• **Given exercise 1**:
Count how many lines of the entries below contain the word "headdress", treating case as significant. Reply with only the number.

• **Article**:
==============================

The study results suggest that community sport activities may contribute to health via an increased sense of belonging, positive self-esteem and perceived self-efficacy of socially vulnerable groups through mechanisms of motivational coaching and constructive group dynamics, including role modelling among peers. Sustainable behavior change is preceded by a long and winding road of personal development, it is a long-term process requiring time-demanding interactions and certain necessary conditions to be in place, among which a safe and trustworthy environment, coaches familiar with the meaning and implications of social exclusion, and strong partnerships between community sport organizations and other stakeholders.

In this process, community sport works as a soil improver; it prepares the necessary conditions for the personal growth of socially vulnerable individuals. Community sport activities are usually organized in a safe and trustworthy climate in which participants can be themselves, are allowed to make mistakes, feel accepted for who they are, and are encouraged to take initiative and responsibility – all important conditions for building success experiences. A safe climate in community sport also means that participants know what is expected from them, that they are offered structure and predictability (routine), and that norms and values adhered to in the group are clear [42, 43]. In psychologically safe environments, people believe that they will not be punished or thought less of when making a mistake of when asking for help, which fosters the confidence to take the risks associated with learning (i.e. the risk of being seen as ignorant, incompetent or negative), thereby gaining from the associated benefits of learning [44]. Our study showed that psychological safety fosters the participants’ ability to drop the – often heavy – emotional backpack and to be temporarily dismissed of responsibilities. This brings the necessary tranquility and what we have named in our study ‘mental space’ for participants of community sport to work on oneself, especially when experiencing the organized activities as fun and unconditioned. Several other studies confirm the importance of psychologically safe spaces in community sport [45, 46].

==============================

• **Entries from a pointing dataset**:
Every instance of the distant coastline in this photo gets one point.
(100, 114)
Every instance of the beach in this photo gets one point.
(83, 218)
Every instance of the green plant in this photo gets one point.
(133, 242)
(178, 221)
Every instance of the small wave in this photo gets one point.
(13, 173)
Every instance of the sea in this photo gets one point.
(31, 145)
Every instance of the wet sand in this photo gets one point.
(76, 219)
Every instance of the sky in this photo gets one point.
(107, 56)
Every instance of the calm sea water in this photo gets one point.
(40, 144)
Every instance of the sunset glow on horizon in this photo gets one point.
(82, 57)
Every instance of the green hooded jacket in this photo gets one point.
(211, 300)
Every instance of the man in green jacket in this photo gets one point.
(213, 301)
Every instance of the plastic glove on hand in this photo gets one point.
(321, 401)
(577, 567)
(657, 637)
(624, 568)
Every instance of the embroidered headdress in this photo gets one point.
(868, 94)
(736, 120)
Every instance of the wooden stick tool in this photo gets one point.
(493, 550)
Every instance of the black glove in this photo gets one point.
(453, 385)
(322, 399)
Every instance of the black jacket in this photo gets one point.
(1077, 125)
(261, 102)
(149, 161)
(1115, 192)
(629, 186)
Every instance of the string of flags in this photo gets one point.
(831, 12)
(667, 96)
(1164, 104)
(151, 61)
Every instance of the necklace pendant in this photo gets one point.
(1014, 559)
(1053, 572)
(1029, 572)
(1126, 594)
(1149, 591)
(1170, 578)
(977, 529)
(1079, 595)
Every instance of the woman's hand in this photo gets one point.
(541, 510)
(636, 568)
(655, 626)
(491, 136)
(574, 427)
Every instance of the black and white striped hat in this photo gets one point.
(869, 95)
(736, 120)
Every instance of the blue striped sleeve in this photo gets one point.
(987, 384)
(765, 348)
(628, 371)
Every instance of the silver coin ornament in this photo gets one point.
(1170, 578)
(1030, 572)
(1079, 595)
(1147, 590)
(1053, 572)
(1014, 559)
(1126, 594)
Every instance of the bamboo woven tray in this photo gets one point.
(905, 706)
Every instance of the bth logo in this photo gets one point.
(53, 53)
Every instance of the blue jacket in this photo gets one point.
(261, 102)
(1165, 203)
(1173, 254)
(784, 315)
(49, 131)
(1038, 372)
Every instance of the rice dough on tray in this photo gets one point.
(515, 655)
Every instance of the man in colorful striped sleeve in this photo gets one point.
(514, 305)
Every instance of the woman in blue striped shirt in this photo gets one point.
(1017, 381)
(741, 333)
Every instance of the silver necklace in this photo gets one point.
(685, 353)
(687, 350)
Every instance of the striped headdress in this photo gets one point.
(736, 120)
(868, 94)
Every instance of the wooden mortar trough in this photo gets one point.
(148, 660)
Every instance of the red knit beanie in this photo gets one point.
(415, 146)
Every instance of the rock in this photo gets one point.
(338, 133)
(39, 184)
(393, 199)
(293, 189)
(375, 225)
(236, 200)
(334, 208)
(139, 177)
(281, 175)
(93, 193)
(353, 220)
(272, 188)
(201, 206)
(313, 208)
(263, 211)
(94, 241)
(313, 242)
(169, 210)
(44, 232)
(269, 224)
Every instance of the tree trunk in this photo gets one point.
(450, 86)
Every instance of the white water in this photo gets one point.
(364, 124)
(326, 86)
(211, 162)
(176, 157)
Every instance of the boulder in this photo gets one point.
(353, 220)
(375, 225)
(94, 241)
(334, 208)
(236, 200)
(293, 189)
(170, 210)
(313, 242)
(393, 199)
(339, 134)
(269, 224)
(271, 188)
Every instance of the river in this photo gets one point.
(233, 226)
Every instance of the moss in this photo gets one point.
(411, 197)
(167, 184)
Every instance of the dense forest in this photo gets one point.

==============================

• **Given exercise 2**:
Copy the full passage on community sport above, word for word.

• **Expected answer 1**:
2

• **Expected answer 2**:
The study results suggest that community sport activities may contribute to health via an increased sense of belonging, positive self-esteem and perceived self-efficacy of socially vulnerable groups through mechanisms of motivational coaching and constructive group dynamics, including role modelling among peers. Sustainable behavior change is preceded by a long and winding road of personal development, it is a long-term process requiring time-demanding interactions and certain necessary conditions to be in place, among which a safe and trustworthy environment, coaches familiar with the meaning and implications of social exclusion, and strong partnerships between community sport organizations and other stakeholders.

In this process, community sport works as a soil improver; it prepares the necessary conditions for the personal growth of socially vulnerable individuals. Community sport activities are usually organized in a safe and trustworthy climate in which participants can be themselves, are allowed to make mistakes, feel accepted for who they are, and are encouraged to take initiative and responsibility – all important conditions for building success experiences. A safe climate in community sport also means that participants know what is expected from them, that they are offered structure and predictability (routine), and that norms and values adhered to in the group are clear [42, 43]. In psychologically safe environments, people believe that they will not be punished or thought less of when making a mistake of when asking for help, which fosters the confidence to take the risks associated with learning (i.e. the risk of being seen as ignorant, incompetent or negative), thereby gaining from the associated benefits of learning [44]. Our study showed that psychological safety fosters the participants’ ability to drop the – often heavy – emotional backpack and to be temporarily dismissed of responsibilities. This brings the necessary tranquility and what we have named in our study ‘mental space’ for participants of community sport to work on oneself, especially when experiencing the organized activities as fun and unconditioned. Several other studies confirm the importance of psychologically safe spaces in community sport [45, 46].